Texte -
::::
Le masque du Pierrot anglais qui fait vaciller la salle du théâtre des Variétés est double, comme le sont les personnages mis en scène dans le recueil. Blanc car enfariné, il est métaphoriquement cette « épuration », cette réduction, dont parle Baudelaire à propos de la pantomime dans son essai sur le rire ; il est aussi taché de rouge, qui, par contraste, rappelle l’exagération, la « violence de l’hyperbole » qui vient gagner les masques italiens et français sur la scène : « Par dessus la farine de son visage, il avait collé crûment, sans gradation, sans transition, deux énormes plaques de rouge pur59 ». Cette tension entre exagération et réduction, symbolisée ici par les deux couleurs du masque, conduit le recueil baudelairien vers une poétique du choc60, le poète faisant « grimac[er] » ses textes, comme le rouge carmin vient défigurer le Pierrot anglais. La langue poétique est alors tiraillée entre ces deux pôles.

« Deux bandes de carmin […] jusqu’aux oreilles » : la tentation de l’exagération

En effet, à l’image de la ville moderne, le recueil baudelairien se présente comme une « explosion », un véritable « chaos », « grouillant61 » de signes entassés et confus62. Loin de déguiser le travail sur le texte, les secrets rhétoriques s’exhibent. Les ficelles se montrent, ce qui n’est pas sans rejoindre les propos de Baudelaire à propos du maquillage « et de ses prétendus excès63 » :

Il importe fort peu que la ruse et l’artifice soient connus de tous, si le succès en est certain et l’effet toujours irrésistible. […] Le maquillage n’a pas à sa cacher, à éviter de se laisser deviner ; il peut, au contraire, s’étaler, sinon avec affectation, au moins avec une espèce de candeur64.

Le maquillage serait alors à comprendre comme ce « peu de charlatanerie », ces ficelles grossières, outrancières dont peut user le « génie » : « c’est comme le fard sur les pommettes d’une femme naturellement belle, un assaisonnement nouveau pour l’esprit65 ». C’est la raison pour laquelle, il y a, dans Le Spleen de Paris, et pour reprendre les mots d’Alain Vaillant, « une poétique de l’éloquence66 » : « la rhétorique ne sert plus au titre de technique indifférenciée et banale », elle devient « l’outil spécifique qui assure » à Baudelaire « la possibilité de concrétiser textuellement sa singularité67 » :

Et jamais les prosodies et les rhétoriques n’ont empêché l’originalité de se produire distinctement. Le contraire, à savoir qu’elles ont aidé l’éclosion de l’originalité, serait infiniment plus vrai68.
::::
Extrait des données -
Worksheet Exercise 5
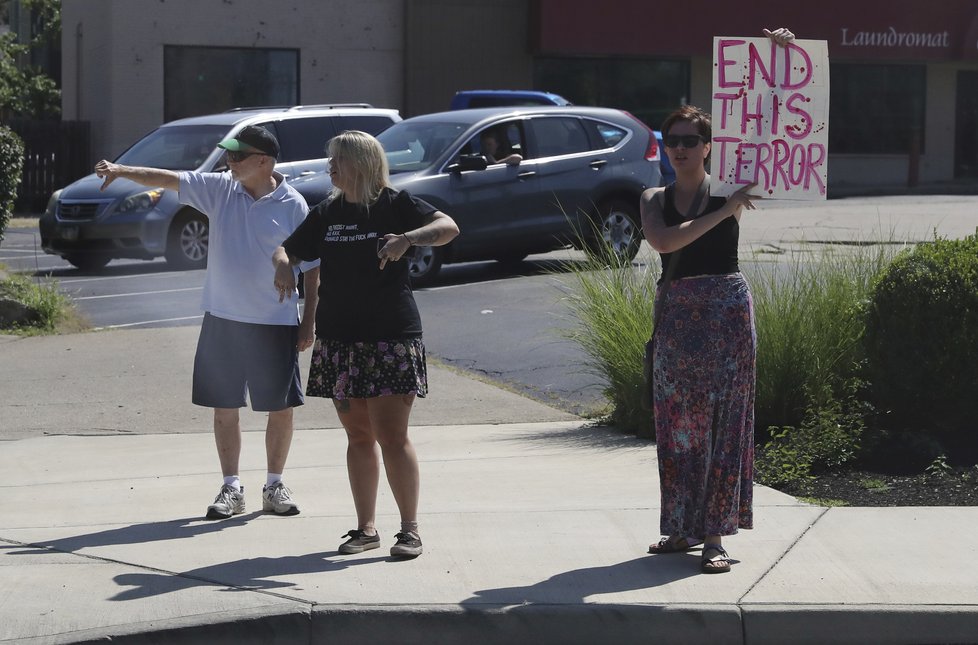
::::
Tâches à réaliser -
- 1) Reprenez le texte sur Le Spleen de Paris, de « Et jamais les » jusqu’à « infiniment plus vrai68. », en substituant « métriques » à « prosodies ».
- 2) Poursuivez le texte sur Le Spleen de Paris au-delà de sa dernière phrase.

Réponses par tâche -
- 1)
Et jamais les métriques et les rhétoriques n’ont empêché l’originalité de se produire distinctement. Le contraire, à savoir qu’elles ont aidé l’éclosion de l’originalité, serait infiniment plus vrai68.

- 2)
Baudelaire admirant Poe, cet « écrivain des nerfs69 », propose, avec Le Spleen de Paris, une rhétorique tout autre. Comme les acteurs de pantomime qui se fardent et se déguisent, il façonne la singularité de son œuvre en exposant sur la scène poétique ses artifices, qui se révèlent être des signaux, des marques de rupture et de disjonction. En effet, l’outrance se construit ici sur les figures de l’opposition que sont l’oxymore, l’antithèse, et le paradoxe. C’est l’incongruité entendue comme la « somme hétérogène constituant [une] unité sémantique70 » qui s’expose. Il s’agit alors pour le poète de mettre sous les yeux du lecteur cette « monstruosité de la signification plurivalente71 ». C’est ainsi que le portrait du personnage féminin dans « Un cheval de race » se construit sur le mode de l’antithèse :

Elle est bien laide. Elle est délicieuse pourtant ! Le temps et l’amour l’ont marquée de leurs griffes et lui ont cruellement enseigné ce que chaque minute et chaque baiser emportent de jeunesse et de fraicheur. Elle est vraiment laide ; elle est fourmi, araignée, si vous voulez, squelette, même ; mais aussi elle est breuvage, magistère, sorcellerie ! en somme, elle est exquise72.

L’harmonie du geste scriptural et poétique est rompue par « l’éclatant contraste » (« Les veuves ») qui structure non seulement le poème mais aussi le recueil.

Mais la logorrhée, ce « tohu-bohu », ce « capharnaüm73 » de significations, se trouve tiraillée. Cette « union des contraires74 » sur laquelle les poèmes en prose reposent, se confronte à son extrême. Ce n’est dès lors plus le rouge éclatant qui surgit de la page, mais le blanc, et avec lui la tentation de cette « épuration » que mentionne le poète. Cette « poétique de l’éloquence » dont parle Alain Vaillant serait peut-être alors plutôt une « éloquence du silence75 ».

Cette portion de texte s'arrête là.